:: Selected excerpt ::
== Segment start ==
# My noise makers...



## FallGuy (Mar 7, 2007)

Pork Chop is my buddy. He is a dog I rescued as a penance for buying my wife a dog since there are so many that are homeless. He is a true guys dog, he loves to play fetch and buries everything you give him. He is great with kids and very loving.










This is Sassy our little puppy. She is a teacup Maltese. In this pic she is 3 months old and 13 ounces. She is now full grown at almost 3 years old and weighs 3 lbs. She is a sweet dog.


----------



## JimmySays (Jun 8, 2007)

FallGuy,
That Pork Chop sounds like my kind of friend! Two nice looking family members you have.
You can tell a lot about a person buy the way they treat their animals.:smt1099


----------



## Baldy (Jun 21, 2006)

Porkchop is my kind of dog. Here's what my wacked daughters bought for my birthday and Christmas last year. It's a bribdel, longhaired, Dashound with one blue eye.
Sweet Thang:


----------



## FallGuy (Mar 7, 2007)

Pork Chop is great for sure thanks Jimmy. Baldy that is a very unique dog you have there. That one blue eye is awesome! Looks like a sweet dog.


----------



## drummin man 627 (Dec 25, 2006)

I saw these words on a Vet Hospital sign just today. "To err is human. To forgive is canine." How true.


----------



## Baldy (Jun 21, 2006)

Yep Fallguy shes a keeper. Shes a minature on top of that. I am big on Labs and the like as my last big boy went dow way to early at 10yrs old. I still miss that old dog. Take care of old Pork Chop and the little one.
== Segment end ==
:: Dataset entries ::
== Segment start ==
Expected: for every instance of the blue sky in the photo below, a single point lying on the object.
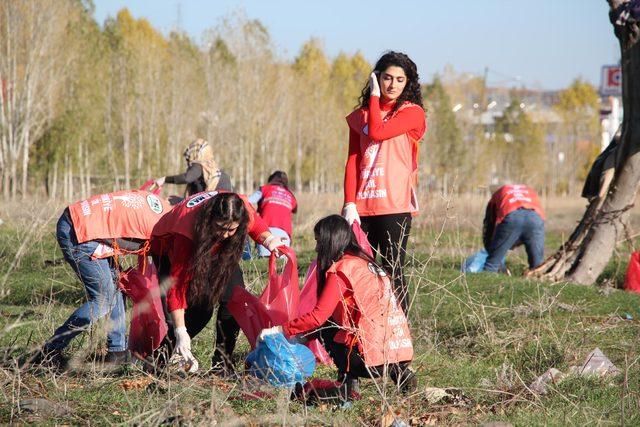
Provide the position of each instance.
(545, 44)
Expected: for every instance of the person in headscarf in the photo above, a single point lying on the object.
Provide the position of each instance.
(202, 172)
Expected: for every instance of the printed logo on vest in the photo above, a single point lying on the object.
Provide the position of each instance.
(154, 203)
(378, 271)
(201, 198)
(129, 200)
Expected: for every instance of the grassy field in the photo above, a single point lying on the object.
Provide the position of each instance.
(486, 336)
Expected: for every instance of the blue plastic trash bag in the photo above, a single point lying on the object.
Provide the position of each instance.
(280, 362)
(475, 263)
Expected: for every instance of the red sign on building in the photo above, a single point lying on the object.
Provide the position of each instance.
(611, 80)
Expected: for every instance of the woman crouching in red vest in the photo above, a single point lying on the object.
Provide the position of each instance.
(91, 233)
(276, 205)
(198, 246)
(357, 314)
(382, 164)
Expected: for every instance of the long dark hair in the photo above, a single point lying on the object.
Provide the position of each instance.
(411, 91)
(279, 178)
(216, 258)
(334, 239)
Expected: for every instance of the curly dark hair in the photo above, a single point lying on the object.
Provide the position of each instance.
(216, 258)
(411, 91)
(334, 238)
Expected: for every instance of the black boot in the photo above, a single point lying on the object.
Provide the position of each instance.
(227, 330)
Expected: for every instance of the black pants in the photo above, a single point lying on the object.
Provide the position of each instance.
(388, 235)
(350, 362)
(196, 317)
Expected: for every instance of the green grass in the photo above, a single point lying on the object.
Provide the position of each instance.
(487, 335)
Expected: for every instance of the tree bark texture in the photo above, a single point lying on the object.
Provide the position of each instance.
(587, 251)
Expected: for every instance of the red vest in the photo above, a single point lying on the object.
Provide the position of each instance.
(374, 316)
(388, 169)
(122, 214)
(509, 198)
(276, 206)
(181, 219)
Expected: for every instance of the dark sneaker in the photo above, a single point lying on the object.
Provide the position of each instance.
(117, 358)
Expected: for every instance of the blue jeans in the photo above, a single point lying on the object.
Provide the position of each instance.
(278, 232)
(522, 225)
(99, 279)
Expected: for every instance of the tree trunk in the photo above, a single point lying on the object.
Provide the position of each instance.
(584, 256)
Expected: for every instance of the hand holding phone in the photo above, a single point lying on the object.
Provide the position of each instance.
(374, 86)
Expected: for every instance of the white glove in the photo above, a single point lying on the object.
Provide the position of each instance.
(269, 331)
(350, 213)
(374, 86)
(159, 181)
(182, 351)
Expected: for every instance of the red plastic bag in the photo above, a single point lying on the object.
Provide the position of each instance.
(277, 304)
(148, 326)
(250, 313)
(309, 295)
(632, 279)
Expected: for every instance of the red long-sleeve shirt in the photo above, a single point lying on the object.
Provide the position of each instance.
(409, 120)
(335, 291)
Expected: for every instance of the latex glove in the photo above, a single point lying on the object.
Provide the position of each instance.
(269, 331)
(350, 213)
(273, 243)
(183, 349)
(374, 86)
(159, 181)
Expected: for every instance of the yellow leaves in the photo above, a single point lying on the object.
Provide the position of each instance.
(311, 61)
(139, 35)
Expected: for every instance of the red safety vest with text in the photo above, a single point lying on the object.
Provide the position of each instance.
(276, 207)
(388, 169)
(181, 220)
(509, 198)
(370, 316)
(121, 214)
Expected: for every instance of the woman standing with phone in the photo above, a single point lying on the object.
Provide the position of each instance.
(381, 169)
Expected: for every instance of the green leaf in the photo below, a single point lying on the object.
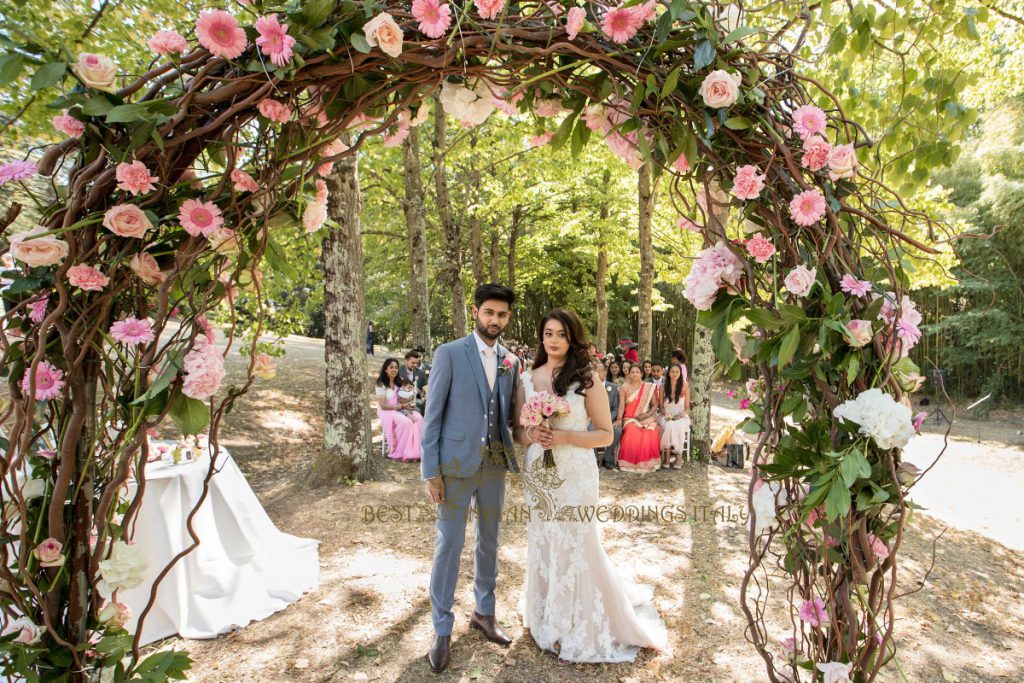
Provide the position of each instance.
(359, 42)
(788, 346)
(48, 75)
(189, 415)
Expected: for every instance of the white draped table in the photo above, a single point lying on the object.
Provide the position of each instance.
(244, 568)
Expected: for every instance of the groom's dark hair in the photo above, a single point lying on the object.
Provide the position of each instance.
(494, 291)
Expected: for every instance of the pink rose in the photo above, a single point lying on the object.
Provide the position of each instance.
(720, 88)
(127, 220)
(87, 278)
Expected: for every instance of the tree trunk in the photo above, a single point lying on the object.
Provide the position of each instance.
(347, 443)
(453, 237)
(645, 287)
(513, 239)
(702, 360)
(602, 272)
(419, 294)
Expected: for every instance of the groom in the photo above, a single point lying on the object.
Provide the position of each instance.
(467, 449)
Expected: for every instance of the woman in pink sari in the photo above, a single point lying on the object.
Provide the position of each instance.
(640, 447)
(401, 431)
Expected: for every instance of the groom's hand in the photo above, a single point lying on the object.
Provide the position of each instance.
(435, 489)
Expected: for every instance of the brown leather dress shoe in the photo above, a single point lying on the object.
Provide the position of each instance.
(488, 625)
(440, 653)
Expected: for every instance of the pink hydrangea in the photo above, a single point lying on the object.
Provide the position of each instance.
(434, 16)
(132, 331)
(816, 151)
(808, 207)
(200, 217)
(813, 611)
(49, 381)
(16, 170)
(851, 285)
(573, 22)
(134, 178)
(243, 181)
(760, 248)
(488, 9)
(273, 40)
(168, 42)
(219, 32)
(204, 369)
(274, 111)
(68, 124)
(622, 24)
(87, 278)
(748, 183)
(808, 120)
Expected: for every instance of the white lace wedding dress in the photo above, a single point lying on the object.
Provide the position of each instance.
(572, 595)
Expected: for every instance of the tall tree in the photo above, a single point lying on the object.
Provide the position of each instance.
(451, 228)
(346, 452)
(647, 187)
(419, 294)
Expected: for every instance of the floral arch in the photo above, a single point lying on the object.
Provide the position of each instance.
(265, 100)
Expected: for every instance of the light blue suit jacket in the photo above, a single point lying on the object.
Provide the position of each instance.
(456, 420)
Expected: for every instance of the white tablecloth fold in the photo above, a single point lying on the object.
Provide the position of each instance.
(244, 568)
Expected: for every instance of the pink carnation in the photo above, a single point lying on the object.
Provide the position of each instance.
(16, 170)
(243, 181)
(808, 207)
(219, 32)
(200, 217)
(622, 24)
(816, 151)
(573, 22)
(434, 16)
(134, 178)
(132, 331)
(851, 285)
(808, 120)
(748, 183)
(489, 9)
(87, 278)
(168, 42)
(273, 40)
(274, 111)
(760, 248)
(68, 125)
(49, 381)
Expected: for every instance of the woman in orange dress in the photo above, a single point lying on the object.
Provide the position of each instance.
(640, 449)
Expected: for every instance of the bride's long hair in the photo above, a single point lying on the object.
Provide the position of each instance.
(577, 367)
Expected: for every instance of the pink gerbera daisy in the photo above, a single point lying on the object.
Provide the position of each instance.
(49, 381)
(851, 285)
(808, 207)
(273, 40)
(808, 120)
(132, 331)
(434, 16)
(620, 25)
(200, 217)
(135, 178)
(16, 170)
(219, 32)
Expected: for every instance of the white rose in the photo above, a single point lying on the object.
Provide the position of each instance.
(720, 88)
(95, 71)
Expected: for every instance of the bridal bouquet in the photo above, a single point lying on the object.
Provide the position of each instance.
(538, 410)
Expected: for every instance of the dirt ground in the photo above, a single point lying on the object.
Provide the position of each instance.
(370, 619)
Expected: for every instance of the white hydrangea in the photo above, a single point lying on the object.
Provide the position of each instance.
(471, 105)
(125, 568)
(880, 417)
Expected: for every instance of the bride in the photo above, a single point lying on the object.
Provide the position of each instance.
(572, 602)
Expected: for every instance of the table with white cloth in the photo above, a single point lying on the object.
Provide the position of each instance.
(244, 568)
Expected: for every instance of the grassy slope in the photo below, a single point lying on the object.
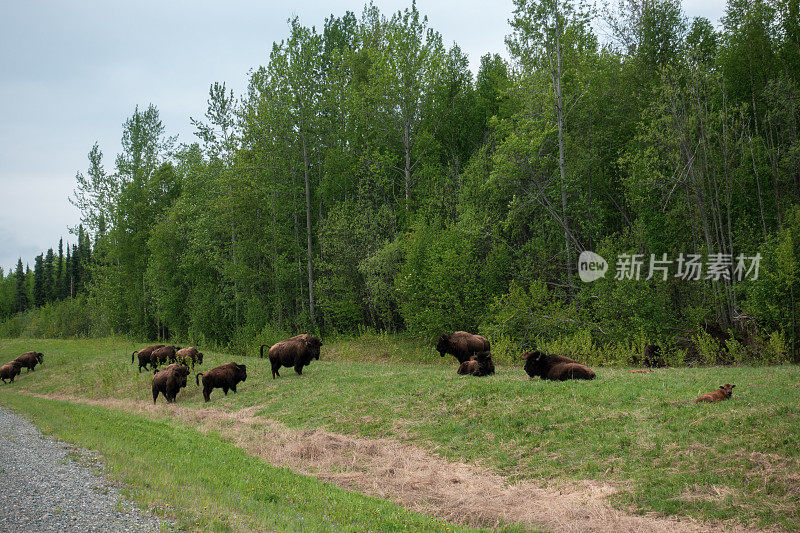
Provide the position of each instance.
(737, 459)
== Segment end ==
:: Required work ::
A: Reproduce the dog forum thread word for word, everything from "## drummin man" down to "the little one.".
B: Carry on the forum thread about dogs past its last post.

:: Outputs in order ::
A:
## drummin man 627 (Dec 25, 2006)

I saw these words on a Vet Hospital sign just today. "To err is human. To forgive is canine." How true.


----------



## Baldy (Jun 21, 2006)

Yep Fallguy shes a keeper. Shes a minature on top of that. I am big on Labs and the like as my last big boy went dow way to early at 10yrs old. I still miss that old dog. Take care of old Pork Chop and the little one.

B:
----------



## tschmittel (Jun 26, 2007)

Hi Baldy. I have a little short haired dachshund. They are little noise makers. They warn you when someone approaches, thats for sure. My dog, Bogart really has it in for the mailman.


----------



## C. Dean (Jan 16, 2008)

:smt007


----------



## The Hillbilly (Jan 22, 2008)

tschmittel said:


> Hi Baldy. I have a little short haired dachshund. They are little noise makers. They warn you when someone approaches, thats for sure. My dog, Bogart really has it in for the mailman.


My Dauschund Copper goes wack whenever someone approaches my house. It can be kids walking home from school. He just goes ape. But I love the lil booger. I've had him since he was 6weeks old and he's now 5yrs old. Best friend a dude could ask for.


----------



## Night Gunner (Nov 1, 2007)

*My pup*

I have a little Chihuahua and shes a great pup.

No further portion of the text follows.